WHAT IS BEING ASKED: Give an exact transcription of every line, dropping the images.

--- START OF DATA PROVIDED ---

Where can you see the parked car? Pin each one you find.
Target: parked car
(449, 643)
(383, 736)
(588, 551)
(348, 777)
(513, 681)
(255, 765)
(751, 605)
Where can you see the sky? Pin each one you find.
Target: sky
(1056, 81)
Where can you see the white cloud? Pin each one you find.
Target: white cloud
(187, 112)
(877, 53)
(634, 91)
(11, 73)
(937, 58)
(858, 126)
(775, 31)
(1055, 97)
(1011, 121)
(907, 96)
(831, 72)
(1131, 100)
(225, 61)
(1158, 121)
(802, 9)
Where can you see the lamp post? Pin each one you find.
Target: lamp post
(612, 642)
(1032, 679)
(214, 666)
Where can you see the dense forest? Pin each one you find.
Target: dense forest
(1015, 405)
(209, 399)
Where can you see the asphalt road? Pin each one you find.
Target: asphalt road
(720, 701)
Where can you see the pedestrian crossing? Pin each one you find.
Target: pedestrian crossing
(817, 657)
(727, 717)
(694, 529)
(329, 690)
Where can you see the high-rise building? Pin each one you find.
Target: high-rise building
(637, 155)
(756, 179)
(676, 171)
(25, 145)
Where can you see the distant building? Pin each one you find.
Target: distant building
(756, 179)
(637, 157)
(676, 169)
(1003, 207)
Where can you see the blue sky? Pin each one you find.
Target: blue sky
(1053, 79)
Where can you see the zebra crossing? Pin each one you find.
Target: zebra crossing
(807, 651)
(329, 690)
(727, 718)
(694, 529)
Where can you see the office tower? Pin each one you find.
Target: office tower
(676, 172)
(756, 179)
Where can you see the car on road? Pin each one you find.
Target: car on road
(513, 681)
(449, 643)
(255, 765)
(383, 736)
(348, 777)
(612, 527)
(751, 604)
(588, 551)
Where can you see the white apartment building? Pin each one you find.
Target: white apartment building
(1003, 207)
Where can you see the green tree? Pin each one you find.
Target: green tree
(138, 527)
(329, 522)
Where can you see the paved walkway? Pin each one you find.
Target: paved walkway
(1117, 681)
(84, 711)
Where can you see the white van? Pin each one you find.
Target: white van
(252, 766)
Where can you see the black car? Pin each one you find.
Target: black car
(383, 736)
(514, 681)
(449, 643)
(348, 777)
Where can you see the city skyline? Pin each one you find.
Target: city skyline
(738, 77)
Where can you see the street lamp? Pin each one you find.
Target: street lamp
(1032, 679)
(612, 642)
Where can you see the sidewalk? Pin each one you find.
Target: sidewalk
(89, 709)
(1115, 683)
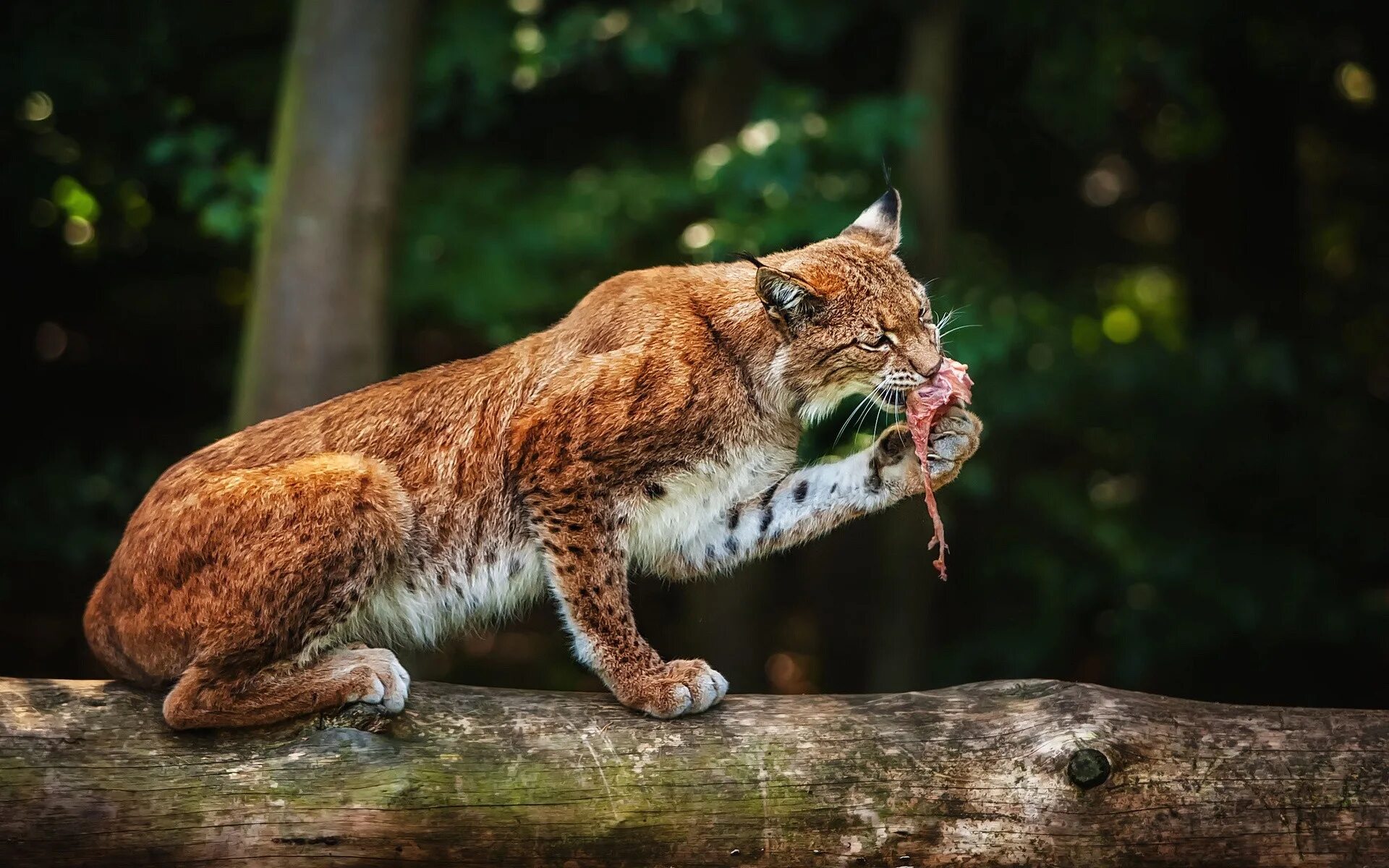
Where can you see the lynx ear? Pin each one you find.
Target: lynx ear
(786, 300)
(880, 224)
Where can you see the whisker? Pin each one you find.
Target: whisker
(851, 418)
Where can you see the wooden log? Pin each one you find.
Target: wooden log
(998, 774)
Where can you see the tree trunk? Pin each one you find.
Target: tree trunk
(315, 327)
(933, 39)
(1001, 774)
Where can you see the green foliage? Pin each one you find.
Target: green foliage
(1164, 249)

--- END OF DATA PROVIDED ---

TASK RESULT:
Where can you see the parked car? Pin each one you find.
Target: parked car
(449, 643)
(383, 736)
(588, 551)
(348, 777)
(513, 681)
(255, 765)
(751, 605)
Where can you see the sky? Pin each one you find.
Target: sky
(1056, 81)
Where can you see the white cloud? Pin each one you find.
Target: white cloud
(187, 112)
(877, 53)
(634, 91)
(11, 73)
(937, 58)
(858, 126)
(775, 31)
(1055, 97)
(1011, 121)
(907, 96)
(831, 72)
(1131, 100)
(225, 61)
(1158, 121)
(802, 9)
Where can you see the lamp post? Pin each one you find.
Target: lamp post
(612, 642)
(1032, 679)
(214, 666)
Where can you see the dense forest? Pin each one you find.
Target: dense forest
(1015, 405)
(209, 399)
Where can you see the asphalt road? Pin each one you find.
Target: asphalt road
(720, 701)
Where can you see the pedestrian crossing? Pin each one you find.
Target: pedestrian crossing
(817, 657)
(727, 717)
(694, 529)
(329, 690)
Where can you see the high-rise building? Pin each one you find.
Target: high-rise building
(637, 155)
(756, 179)
(676, 171)
(25, 145)
Where can you see the distant building? Pin each one you find.
Target: distant building
(756, 179)
(637, 157)
(676, 169)
(1003, 207)
Where can you see the blue sky? Pin each one you find.
Target: blue sky
(1053, 79)
Where can you see the zebra crossing? Pin each one you find.
Target: zebra crossing
(807, 651)
(329, 690)
(727, 718)
(694, 529)
Where can you see the office tower? Pin each one you find.
Target: office tower
(676, 172)
(756, 179)
Where can you see the car on road? Pin each one you find.
Target: car on road
(513, 681)
(449, 643)
(255, 765)
(383, 736)
(348, 777)
(612, 527)
(751, 604)
(588, 551)
Where can you see the white apartment building? Pin each one you find.
Target: white apartment building
(1003, 207)
Where can you see the green tree? Pin each one you find.
Target: green tree
(138, 527)
(329, 522)
Where can you see the paved walkway? Pin each one you find.
Target: paved walkway
(1117, 681)
(84, 711)
Where can you see the white van? Pin each one you find.
Target: white van
(252, 766)
Where can you see the black car? Pin each one you find.
Target: black car
(383, 736)
(514, 681)
(449, 643)
(348, 777)
Where can you see the city skyline? Pin each one you find.
Target: city skyline
(738, 77)
Where can you see the street lamp? Pin each one you find.
Target: street lamp
(1032, 679)
(612, 642)
Where can you see the sidewalk? Pin each one you find.
Target: sidewalk
(89, 709)
(1115, 683)
Where can you see the lynx ear? Pin each one you find.
Target: lynx ear
(786, 300)
(880, 224)
Where can you see the whisker? Pin each one you find.
Target: whisker
(851, 418)
Where can you see the wooden log? Pin each one you find.
Target: wooden log
(998, 774)
Where can you see the tree trunk? Pin each one you find.
Target: tree trunk
(315, 327)
(933, 39)
(1001, 774)
Where can you see the green foliage? Pin each one you find.
Target: green foliage
(1164, 249)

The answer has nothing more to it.